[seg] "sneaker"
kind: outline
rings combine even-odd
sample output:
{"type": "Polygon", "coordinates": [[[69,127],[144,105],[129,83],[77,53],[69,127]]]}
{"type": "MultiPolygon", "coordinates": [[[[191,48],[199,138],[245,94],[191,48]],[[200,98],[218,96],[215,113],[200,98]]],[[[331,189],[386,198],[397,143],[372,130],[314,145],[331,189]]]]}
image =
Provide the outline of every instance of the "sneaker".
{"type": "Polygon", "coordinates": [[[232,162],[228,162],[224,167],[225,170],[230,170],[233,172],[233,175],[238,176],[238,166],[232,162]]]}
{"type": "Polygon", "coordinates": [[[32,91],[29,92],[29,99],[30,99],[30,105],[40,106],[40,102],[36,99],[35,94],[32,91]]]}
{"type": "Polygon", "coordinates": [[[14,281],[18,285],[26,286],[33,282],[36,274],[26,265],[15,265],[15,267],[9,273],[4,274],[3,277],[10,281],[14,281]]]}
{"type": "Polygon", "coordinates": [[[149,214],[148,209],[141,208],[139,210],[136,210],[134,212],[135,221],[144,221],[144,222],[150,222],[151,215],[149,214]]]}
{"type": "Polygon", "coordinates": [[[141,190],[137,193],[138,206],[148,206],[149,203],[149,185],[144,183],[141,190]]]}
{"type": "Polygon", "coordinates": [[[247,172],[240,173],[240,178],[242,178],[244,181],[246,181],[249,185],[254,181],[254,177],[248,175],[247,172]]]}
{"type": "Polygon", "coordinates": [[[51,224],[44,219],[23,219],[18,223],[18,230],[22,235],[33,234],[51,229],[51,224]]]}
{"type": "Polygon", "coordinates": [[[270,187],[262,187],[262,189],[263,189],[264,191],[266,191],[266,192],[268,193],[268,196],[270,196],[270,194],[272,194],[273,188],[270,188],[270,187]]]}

========================================================================

▸ Challenge:
Could you write out all of the rows above again, swapping "sneaker" for "shoe" wherever it occurs and leaving everything else unchanged?

▸ Answer:
[seg] "shoe"
kind: outline
rings combine even-odd
sample output:
{"type": "Polygon", "coordinates": [[[69,127],[144,105],[129,83],[77,53],[69,127]]]}
{"type": "MultiPolygon", "coordinates": [[[[191,48],[199,138],[245,94],[191,48]],[[200,98],[218,96],[215,113],[200,98]]],[[[331,189],[386,198],[397,143],[372,130],[314,145],[331,189]]]]}
image =
Provide the outline of every instance of the "shoe".
{"type": "Polygon", "coordinates": [[[232,162],[228,162],[224,167],[225,170],[230,170],[233,172],[233,175],[238,176],[238,166],[232,162]]]}
{"type": "Polygon", "coordinates": [[[32,91],[29,92],[29,99],[30,99],[30,105],[40,106],[40,102],[36,99],[35,94],[32,91]]]}
{"type": "Polygon", "coordinates": [[[14,281],[18,285],[26,286],[33,282],[36,274],[26,265],[15,265],[15,267],[9,273],[4,274],[3,277],[10,281],[14,281]]]}
{"type": "Polygon", "coordinates": [[[149,214],[148,209],[141,208],[139,210],[136,210],[134,212],[135,221],[144,221],[144,222],[150,222],[151,215],[149,214]]]}
{"type": "Polygon", "coordinates": [[[141,190],[137,193],[138,206],[148,206],[149,203],[149,185],[144,183],[141,190]]]}
{"type": "Polygon", "coordinates": [[[247,172],[240,173],[240,178],[242,178],[244,181],[246,181],[249,185],[254,181],[254,177],[248,175],[247,172]]]}
{"type": "Polygon", "coordinates": [[[51,224],[44,219],[23,219],[18,223],[18,230],[22,235],[33,234],[51,229],[51,224]]]}
{"type": "Polygon", "coordinates": [[[270,187],[262,187],[262,189],[263,189],[264,191],[266,191],[266,192],[268,193],[268,196],[270,196],[270,194],[272,194],[273,188],[270,188],[270,187]]]}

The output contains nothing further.